Zu bearbeitende Aufgaben:
1. Beantworte bitte anhand der zitierten Textstelle die folgenden Fragen:
(a) In welcher Höhe sollten die Untersuchungskosten der Lebensmitteluntersuchungsanstalt Wien ersetzt werden?
(b) Wodurch ist die Verunreinigung des Trinkwassers laut Amtsleitung der M A vermutlich entstanden?
(c) Mit einem Schriftsatz von welchem Datum wurde die Berufung erhoben?
2. Fasse die zitierte Textstelle in zwei Sätzen zusammen.

===== Zitierte Textstelle

Der Unabhängige Verwaltungssenat des Landes Oberösterreich hat durch sein Mitglied Mag. Dr. Astrid Berger über die Berufung der M A, vertreten durch den Bürgermeister, A, A, gegen den Bescheid des Bezirkshauptmannes des Bezirks Eferding vom 22. September 2011, Z SanRB96-23-2-2011-As, wegen einer Übertretung nach dem Lebensmittelsicherheits- und Verbraucherschutzgesetz zu Recht erkannt:

 

 

 

     Der Berufung wird stattgegeben, der angefochtene Bescheid aufgehoben und das Verwaltungsstrafverfahren gegen die M A eingestellt.

 

 

 

Rechtsgrundlagen:

§§ 24, 45 und 51 Verwaltungsstrafgesetz 1991 (VStG) iVm § 66 Abs. 4 Allgemeines Verwaltungsverfahrensgesetz 1991 (AVG);

 

 

 

Entscheidungsgründe:

 

1.1. Mit Bescheid des Bezirkshauptmannes des Bezirks Eferding vom 22.9.2011, Z SanRB96-23-2-2011-As, wurde die "M A" als Berufungswerberin (in der Folge: Bw) nach § 21 Abs 1 VStG (auf Grundlage der §§ 5 Abs 5 Z 2 und 90 Lebensmittelsicherheits- und Verbraucherschutzgesetz – LMSVG iVm der Trinkwasserverordnung – TWV) ermahnt. Weiters wurde spruchmäßig vorgeschrieben, die entstandenen Barauslagen für die Untersuchungskosten der Lebensmitteluntersuchungsanstalt Wien in der Höhe von insgesamt 291 Euro gem. § 64 Abs 3 VStG zu ersetzen.

 

Begründend wird nach Wiedergabe des Wortlautes des § 21 Abs 1 VStG lediglich ausgeführt, dass nach erfolgter telefonischer Rücksprache mit der Amtsleitung der M A erklärt worden sei, dass die Verunreinigung des Trinkwassers vermutlich durch die neugetauschte Armatur erfolgt sei. Der Armaturenaustausch sei telefonisch zugesagt worden. Eine Trinkwasserwarnung sei am in Rede stehenden Waschbecken bereits angebracht worden.

 

Da entsprechende Maßnahmen zur Hebung der Trinkwasserqualität der in Rede stehenden Quelle bereits gesetzt worden seien und keine einschlägigen Verwaltungsvorstrafen aufschienen, gelange die belangte Behörde zu der Ansicht, dass unter Hinweis auf die strengen gesetzlichen Bestimmungen im konkreten Anlassfall eine Ermahnung ausreichend sei.

 

Es könne ohne weiteres Verfahren von einer Geldstrafe abgesehen werden, da das Verschulden der Bw geringfügig sei.

 

1.2. Gegen diesen Bescheid vom 22.9.2011 erhob die Bw durch ihren Bürgermeister mit Schriftsatz vom 5.10.2011 Berufung gegen die Ermahnung und die damit verbundene Einforderung der Auslagen für die durchgeführten Wasseruntersuchungen.

==========
===== Datensatz

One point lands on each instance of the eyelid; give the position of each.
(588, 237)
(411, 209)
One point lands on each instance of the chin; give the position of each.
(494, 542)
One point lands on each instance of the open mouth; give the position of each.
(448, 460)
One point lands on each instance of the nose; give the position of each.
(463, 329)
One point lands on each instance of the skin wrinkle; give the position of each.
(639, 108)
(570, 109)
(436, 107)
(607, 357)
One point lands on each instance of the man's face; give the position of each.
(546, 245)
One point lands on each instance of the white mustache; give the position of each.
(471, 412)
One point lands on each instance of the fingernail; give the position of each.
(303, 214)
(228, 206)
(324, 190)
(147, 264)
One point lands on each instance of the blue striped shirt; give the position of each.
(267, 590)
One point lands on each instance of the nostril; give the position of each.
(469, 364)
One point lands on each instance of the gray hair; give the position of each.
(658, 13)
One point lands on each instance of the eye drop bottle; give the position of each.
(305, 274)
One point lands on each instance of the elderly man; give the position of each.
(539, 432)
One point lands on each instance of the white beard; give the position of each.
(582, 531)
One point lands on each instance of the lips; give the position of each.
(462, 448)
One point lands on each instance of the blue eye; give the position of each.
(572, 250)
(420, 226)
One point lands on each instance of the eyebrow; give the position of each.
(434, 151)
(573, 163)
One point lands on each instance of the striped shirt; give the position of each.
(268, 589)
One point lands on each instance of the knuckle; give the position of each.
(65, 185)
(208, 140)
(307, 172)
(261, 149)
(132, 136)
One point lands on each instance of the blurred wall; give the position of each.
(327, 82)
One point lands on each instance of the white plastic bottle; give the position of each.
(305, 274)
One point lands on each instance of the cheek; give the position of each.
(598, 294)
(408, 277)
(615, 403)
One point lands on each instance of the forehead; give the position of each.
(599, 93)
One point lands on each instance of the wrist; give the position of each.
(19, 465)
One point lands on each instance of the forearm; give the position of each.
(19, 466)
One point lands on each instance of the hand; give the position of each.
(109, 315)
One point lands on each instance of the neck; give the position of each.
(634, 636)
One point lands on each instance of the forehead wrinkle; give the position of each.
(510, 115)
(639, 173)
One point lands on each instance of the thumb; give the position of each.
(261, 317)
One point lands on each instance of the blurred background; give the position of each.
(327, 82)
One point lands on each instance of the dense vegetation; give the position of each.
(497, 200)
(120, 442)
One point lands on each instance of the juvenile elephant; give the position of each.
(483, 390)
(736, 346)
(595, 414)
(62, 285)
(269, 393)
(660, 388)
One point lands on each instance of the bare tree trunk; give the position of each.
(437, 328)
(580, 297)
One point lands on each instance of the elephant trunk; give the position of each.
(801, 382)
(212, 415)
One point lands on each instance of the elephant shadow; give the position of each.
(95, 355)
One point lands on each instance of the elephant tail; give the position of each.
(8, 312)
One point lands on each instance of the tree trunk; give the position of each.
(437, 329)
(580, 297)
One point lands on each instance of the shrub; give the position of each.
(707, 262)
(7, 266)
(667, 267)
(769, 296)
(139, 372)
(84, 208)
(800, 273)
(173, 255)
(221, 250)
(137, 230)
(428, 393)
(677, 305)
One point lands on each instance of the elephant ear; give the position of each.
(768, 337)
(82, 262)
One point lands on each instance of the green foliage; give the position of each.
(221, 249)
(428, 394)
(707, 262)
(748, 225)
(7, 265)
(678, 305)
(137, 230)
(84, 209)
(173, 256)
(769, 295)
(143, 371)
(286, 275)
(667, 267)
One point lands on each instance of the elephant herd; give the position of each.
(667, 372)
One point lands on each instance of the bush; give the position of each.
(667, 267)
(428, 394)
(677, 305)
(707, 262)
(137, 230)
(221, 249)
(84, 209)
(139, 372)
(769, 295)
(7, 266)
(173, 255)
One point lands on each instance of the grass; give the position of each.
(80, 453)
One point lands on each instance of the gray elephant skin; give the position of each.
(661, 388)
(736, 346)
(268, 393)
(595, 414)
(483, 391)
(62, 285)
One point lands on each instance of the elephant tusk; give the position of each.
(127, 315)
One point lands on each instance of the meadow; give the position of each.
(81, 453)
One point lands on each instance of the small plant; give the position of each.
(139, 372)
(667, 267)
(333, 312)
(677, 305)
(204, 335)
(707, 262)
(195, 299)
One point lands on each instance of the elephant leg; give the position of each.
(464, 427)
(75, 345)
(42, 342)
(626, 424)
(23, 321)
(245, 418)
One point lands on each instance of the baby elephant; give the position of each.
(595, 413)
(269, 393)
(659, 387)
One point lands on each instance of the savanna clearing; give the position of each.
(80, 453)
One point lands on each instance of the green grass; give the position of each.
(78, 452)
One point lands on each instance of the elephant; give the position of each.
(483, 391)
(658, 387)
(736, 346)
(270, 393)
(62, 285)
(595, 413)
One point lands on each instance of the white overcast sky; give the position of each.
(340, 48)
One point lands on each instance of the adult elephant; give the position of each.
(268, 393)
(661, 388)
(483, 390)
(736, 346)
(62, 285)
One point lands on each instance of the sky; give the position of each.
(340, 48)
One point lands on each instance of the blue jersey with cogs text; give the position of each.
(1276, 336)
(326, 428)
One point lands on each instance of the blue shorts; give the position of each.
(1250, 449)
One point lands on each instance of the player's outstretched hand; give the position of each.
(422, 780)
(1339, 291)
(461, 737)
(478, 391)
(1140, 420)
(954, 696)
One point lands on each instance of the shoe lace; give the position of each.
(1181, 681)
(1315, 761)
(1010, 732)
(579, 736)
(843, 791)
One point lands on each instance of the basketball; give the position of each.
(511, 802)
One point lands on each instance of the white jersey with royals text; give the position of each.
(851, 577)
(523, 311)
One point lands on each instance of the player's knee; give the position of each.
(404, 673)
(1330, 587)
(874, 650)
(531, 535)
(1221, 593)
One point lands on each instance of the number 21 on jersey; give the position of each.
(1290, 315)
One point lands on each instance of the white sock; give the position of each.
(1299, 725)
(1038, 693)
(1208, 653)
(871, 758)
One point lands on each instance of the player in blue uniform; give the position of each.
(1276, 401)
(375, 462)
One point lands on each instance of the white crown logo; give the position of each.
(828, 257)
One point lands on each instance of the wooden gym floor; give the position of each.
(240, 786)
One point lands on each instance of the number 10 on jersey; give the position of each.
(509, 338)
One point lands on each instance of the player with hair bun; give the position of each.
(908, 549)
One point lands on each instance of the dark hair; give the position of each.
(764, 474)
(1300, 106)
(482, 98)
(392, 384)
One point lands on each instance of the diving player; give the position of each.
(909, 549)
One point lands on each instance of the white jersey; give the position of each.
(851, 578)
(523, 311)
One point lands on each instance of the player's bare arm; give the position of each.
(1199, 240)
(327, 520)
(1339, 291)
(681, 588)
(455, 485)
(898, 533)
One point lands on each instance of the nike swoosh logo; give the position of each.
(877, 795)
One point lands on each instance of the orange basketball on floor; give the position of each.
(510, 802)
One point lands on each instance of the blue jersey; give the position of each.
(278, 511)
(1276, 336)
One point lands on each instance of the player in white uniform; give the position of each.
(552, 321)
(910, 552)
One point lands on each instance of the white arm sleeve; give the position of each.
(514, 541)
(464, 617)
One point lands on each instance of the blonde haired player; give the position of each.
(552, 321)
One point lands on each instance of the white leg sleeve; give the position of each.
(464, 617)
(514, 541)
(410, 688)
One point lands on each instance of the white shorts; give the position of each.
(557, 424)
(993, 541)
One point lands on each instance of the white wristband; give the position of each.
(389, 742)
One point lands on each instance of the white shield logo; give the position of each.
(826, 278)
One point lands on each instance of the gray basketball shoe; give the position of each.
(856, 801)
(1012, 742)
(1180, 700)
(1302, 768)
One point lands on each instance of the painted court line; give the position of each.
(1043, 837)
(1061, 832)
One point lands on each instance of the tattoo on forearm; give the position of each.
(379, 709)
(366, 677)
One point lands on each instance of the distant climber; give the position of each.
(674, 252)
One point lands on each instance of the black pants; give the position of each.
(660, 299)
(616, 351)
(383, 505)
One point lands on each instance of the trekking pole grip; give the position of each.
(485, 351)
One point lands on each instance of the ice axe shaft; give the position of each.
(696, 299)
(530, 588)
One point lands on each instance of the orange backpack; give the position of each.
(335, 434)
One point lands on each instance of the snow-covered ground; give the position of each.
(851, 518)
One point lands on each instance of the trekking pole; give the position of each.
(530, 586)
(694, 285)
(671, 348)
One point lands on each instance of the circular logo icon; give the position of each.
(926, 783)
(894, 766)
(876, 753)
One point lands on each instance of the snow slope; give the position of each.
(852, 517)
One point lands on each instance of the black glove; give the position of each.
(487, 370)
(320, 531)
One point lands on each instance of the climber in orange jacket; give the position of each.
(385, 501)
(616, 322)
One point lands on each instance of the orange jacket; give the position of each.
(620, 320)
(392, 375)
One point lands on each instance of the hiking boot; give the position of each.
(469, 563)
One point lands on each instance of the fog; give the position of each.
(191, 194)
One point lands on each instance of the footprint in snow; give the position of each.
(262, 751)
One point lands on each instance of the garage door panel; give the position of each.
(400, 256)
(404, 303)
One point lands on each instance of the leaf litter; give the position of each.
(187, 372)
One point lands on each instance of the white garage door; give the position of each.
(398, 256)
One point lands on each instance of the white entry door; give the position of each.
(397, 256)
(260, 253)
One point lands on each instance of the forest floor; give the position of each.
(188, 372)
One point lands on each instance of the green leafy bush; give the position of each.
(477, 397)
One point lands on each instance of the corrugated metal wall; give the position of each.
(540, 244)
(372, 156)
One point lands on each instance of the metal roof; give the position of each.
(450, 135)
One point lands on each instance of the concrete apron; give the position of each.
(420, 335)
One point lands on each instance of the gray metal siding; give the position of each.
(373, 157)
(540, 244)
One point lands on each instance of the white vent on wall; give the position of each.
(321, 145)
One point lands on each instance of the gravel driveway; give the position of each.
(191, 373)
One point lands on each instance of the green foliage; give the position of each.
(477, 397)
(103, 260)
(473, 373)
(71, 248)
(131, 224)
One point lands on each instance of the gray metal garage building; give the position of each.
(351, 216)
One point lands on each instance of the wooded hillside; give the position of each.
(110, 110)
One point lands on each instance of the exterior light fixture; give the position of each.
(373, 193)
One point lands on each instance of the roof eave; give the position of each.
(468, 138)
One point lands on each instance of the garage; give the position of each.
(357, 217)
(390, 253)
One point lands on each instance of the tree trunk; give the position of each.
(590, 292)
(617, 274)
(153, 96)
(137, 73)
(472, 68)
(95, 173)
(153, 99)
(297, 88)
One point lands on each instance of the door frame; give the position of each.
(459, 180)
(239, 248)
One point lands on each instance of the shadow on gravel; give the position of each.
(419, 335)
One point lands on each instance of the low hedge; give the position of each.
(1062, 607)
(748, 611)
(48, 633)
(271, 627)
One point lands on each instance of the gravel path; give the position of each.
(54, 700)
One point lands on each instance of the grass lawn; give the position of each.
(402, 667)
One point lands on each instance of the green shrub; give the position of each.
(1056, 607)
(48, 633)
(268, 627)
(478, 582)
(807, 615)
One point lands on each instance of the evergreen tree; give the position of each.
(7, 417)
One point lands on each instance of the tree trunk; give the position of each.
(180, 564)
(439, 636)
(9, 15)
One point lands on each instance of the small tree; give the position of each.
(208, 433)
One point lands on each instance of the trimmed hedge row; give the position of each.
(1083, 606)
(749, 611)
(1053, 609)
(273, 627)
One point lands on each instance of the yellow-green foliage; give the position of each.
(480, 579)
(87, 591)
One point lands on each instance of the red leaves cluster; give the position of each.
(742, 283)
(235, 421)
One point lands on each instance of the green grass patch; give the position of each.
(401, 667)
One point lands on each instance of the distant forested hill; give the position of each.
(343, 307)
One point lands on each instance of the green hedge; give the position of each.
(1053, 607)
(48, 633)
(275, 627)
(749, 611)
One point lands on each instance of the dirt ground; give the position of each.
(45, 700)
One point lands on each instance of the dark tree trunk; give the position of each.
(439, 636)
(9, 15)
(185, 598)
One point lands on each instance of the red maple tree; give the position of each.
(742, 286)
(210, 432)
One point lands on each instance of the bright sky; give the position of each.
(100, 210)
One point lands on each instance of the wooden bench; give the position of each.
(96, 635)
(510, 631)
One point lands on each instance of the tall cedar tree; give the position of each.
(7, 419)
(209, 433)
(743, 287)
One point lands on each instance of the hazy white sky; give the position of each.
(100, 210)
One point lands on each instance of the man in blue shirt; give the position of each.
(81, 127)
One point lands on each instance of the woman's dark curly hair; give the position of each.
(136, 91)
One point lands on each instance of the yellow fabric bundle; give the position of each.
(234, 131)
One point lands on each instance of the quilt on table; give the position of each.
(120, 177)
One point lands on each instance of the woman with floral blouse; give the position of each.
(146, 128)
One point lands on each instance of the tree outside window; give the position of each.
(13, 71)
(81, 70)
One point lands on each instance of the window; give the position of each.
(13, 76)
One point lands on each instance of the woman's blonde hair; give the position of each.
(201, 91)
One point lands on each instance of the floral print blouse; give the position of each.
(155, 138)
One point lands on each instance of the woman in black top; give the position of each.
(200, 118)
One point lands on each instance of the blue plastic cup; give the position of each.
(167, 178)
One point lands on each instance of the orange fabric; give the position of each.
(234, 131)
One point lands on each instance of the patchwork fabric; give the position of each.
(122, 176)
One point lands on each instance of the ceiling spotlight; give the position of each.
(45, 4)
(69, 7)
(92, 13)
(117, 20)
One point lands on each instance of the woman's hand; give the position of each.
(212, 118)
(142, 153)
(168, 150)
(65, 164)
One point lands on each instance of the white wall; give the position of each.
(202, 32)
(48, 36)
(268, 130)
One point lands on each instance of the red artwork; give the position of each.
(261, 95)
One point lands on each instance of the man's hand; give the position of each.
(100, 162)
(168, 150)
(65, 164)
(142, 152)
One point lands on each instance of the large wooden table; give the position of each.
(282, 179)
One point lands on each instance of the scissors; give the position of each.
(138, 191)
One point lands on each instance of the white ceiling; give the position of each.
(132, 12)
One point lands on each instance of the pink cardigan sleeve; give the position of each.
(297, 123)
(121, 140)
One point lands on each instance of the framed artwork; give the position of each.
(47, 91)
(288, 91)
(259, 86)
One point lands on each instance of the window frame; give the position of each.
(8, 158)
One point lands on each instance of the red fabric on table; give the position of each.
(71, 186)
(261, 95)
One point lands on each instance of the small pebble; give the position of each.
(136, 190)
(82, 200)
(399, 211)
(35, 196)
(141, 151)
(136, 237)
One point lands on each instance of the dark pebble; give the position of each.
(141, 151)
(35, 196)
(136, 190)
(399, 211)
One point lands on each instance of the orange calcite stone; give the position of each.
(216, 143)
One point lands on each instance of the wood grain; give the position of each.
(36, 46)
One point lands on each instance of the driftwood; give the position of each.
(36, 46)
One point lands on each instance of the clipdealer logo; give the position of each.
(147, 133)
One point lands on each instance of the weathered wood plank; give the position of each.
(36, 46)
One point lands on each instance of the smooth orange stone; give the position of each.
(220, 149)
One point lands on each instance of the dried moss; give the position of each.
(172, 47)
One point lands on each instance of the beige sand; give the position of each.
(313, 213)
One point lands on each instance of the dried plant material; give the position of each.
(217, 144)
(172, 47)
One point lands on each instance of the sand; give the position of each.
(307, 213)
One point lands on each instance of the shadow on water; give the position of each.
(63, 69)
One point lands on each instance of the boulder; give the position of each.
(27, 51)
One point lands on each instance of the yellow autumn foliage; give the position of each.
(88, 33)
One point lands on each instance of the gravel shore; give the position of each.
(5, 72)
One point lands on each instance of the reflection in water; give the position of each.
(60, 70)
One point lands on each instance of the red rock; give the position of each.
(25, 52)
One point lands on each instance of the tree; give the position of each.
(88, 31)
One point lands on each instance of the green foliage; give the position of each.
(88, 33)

==========

Lösungen:
1.
(a) Insgesamt 291 Euro.
(b) Durch die neugetauschte Armatur.
(c) Vom 5.10.2011.

2. Der Unabhängige Verwaltungssenat des Landes Oberösterreich gab der Berufung der M A gegen den Bescheid des Bezirkshauptmannes des Bezirks Eferding vom 22. September 2011 statt, hob diesen auf und stellte das Verwaltungsstrafverfahren ein. Mit dem Bescheid war die M A wegen einer Übertretung nach dem Lebensmittelsicherheits- und Verbraucherschutzgesetz ermahnt und zum Ersatz von 291 Euro Untersuchungskosten verpflichtet worden, wogegen sie durch ihren Bürgermeister Berufung erhob.